> **Page extract**
--- START ---
Teaching Beginning Reading Skills, Grade K

If young students are to become successful readers, they must have systematic and explicit instruction in the foundational skills and strategies that support beginning reading. The most important of these skills are:

  • Awareness of the forms and functions of print—print awareness.
  • An understanding of the relationships that exist between the letters of written language and the individual sounds of spoken language—the alphabetic principle.
  • The ability to decode words by blending sounds.
  • The ability to recognize high-frequency words.
  • The ability to associate a printed word with its meaning—word recognition.
The teaching practices shown and described in this course provide the strategies you'll need to help your students become successful readers by the end of kindergarten. The teaching examples illustrate the progression over the kindergarten year that takes the students from understanding concepts of print to being able to read Decodable Books on their own.

The instructional strategies you will see in this course address Common Core State Standards and share the following research-based principles:

  • Principle 1: The best predictors of children's early reading success include measures of print awareness (Lonigan, 2004).
--- END ---
> **Information provided**
--- START ---
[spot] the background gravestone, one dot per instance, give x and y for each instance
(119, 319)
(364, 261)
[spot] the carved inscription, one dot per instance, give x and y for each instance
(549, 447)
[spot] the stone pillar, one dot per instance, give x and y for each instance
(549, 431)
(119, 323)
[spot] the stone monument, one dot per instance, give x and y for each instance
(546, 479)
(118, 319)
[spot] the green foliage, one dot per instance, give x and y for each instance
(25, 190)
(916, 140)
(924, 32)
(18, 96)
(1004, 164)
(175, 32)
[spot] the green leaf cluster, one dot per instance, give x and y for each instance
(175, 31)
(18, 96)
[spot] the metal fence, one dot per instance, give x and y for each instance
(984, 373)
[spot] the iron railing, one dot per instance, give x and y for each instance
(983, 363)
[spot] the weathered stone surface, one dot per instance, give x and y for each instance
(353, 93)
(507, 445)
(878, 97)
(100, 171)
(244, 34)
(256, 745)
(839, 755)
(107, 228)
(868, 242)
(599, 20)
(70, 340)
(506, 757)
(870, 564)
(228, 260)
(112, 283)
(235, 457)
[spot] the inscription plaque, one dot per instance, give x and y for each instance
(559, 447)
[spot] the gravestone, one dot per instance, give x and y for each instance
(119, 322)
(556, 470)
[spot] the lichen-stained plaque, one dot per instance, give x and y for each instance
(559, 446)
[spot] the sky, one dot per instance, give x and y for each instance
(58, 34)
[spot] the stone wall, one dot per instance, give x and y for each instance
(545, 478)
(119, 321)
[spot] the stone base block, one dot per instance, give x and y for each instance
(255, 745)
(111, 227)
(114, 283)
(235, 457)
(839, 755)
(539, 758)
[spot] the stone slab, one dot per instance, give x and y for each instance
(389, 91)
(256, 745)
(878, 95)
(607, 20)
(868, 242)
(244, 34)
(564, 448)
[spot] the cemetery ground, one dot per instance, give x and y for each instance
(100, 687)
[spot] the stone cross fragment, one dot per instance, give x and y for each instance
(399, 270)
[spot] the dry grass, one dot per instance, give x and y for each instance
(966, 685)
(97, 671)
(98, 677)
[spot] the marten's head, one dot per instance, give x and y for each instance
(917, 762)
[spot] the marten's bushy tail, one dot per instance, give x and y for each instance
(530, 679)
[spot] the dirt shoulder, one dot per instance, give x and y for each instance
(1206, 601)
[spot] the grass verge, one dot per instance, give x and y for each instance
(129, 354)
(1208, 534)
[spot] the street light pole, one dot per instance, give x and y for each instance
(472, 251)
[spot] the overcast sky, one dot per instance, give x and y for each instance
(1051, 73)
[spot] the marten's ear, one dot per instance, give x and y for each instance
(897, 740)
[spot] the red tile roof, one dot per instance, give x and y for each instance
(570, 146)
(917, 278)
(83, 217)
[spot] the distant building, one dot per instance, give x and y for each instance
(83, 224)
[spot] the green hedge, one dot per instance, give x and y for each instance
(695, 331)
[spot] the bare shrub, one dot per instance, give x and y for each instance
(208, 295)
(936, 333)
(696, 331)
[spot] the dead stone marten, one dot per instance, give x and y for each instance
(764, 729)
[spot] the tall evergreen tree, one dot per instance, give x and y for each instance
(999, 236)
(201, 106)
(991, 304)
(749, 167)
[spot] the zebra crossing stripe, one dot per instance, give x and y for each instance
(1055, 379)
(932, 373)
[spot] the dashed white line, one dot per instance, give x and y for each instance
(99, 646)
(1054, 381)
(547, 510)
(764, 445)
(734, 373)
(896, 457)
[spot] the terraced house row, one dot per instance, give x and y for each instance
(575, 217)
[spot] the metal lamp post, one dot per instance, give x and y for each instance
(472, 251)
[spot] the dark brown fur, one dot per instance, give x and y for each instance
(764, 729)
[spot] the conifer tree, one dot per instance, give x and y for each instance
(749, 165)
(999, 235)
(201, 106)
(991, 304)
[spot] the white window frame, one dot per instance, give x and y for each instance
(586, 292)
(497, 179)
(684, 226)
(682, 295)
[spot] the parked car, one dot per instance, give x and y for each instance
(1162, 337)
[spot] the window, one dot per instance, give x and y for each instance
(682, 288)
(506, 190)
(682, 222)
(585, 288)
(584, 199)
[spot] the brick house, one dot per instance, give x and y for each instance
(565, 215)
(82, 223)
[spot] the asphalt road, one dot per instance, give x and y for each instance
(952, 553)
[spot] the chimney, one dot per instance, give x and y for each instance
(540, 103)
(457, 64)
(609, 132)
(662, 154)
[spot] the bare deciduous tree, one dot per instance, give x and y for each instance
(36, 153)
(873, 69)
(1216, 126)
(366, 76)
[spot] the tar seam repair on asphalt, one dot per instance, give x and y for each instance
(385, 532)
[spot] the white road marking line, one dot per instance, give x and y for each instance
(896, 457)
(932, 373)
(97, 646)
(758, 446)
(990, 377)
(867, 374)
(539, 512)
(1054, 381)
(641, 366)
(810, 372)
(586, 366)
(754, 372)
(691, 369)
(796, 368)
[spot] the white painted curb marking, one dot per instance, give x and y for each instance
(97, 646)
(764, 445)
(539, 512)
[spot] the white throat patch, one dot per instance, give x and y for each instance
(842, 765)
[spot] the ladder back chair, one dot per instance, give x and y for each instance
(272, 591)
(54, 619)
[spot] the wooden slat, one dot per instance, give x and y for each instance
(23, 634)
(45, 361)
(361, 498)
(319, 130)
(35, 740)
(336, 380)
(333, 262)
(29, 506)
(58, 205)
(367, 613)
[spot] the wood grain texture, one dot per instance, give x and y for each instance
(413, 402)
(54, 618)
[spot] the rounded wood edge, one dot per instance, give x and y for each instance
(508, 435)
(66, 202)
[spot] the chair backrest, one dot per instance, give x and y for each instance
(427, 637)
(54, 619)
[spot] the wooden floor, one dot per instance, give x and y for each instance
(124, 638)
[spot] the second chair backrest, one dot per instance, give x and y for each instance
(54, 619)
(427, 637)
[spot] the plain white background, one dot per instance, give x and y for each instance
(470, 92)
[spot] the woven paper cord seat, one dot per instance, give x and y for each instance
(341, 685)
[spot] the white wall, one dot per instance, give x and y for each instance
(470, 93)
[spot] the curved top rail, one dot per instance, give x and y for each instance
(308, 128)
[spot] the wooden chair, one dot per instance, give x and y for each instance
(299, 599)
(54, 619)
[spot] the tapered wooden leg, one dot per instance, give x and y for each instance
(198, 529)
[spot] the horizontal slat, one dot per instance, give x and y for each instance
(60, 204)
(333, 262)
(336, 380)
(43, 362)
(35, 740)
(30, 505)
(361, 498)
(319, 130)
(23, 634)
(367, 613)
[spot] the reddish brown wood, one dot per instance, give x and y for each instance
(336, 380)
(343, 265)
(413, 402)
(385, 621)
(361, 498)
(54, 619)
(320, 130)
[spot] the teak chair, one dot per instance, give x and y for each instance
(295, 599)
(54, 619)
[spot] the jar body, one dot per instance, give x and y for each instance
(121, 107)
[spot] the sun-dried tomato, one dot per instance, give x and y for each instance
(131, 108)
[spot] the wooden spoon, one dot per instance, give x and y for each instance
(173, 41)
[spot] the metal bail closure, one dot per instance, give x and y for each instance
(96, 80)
--- END ---
> **Actions to take**
- 1) List the five skills that the kindergarten reading text calls the most important for beginning reading.
- 2) Reproduce the portion of the kindergarten reading text starting with "Teaching Beginning Reading" and going on through "its meaning—word recognition.".
Nothing here depends on the records.

> **Results of the tasks**
- 1)
- Awareness of the forms and functions of print (print awareness)
- An understanding of the relationships between the letters of written language and the individual sounds of spoken language (the alphabetic principle)
- The ability to decode words by blending sounds
- The ability to recognize high-frequency words
- The ability to associate a printed word with its meaning (word recognition)

- 2)
Teaching Beginning Reading Skills, Grade K

If young students are to become successful readers, they must have systematic and explicit instruction in the foundational skills and strategies that support beginning reading. The most important of these skills are:

  • Awareness of the forms and functions of print—print awareness.
  • An understanding of the relationships that exist between the letters of written language and the individual sounds of spoken language—the alphabetic principle.
  • The ability to decode words by blending sounds.
  • The ability to recognize high-frequency words.
  • The ability to associate a printed word with its meaning—word recognition.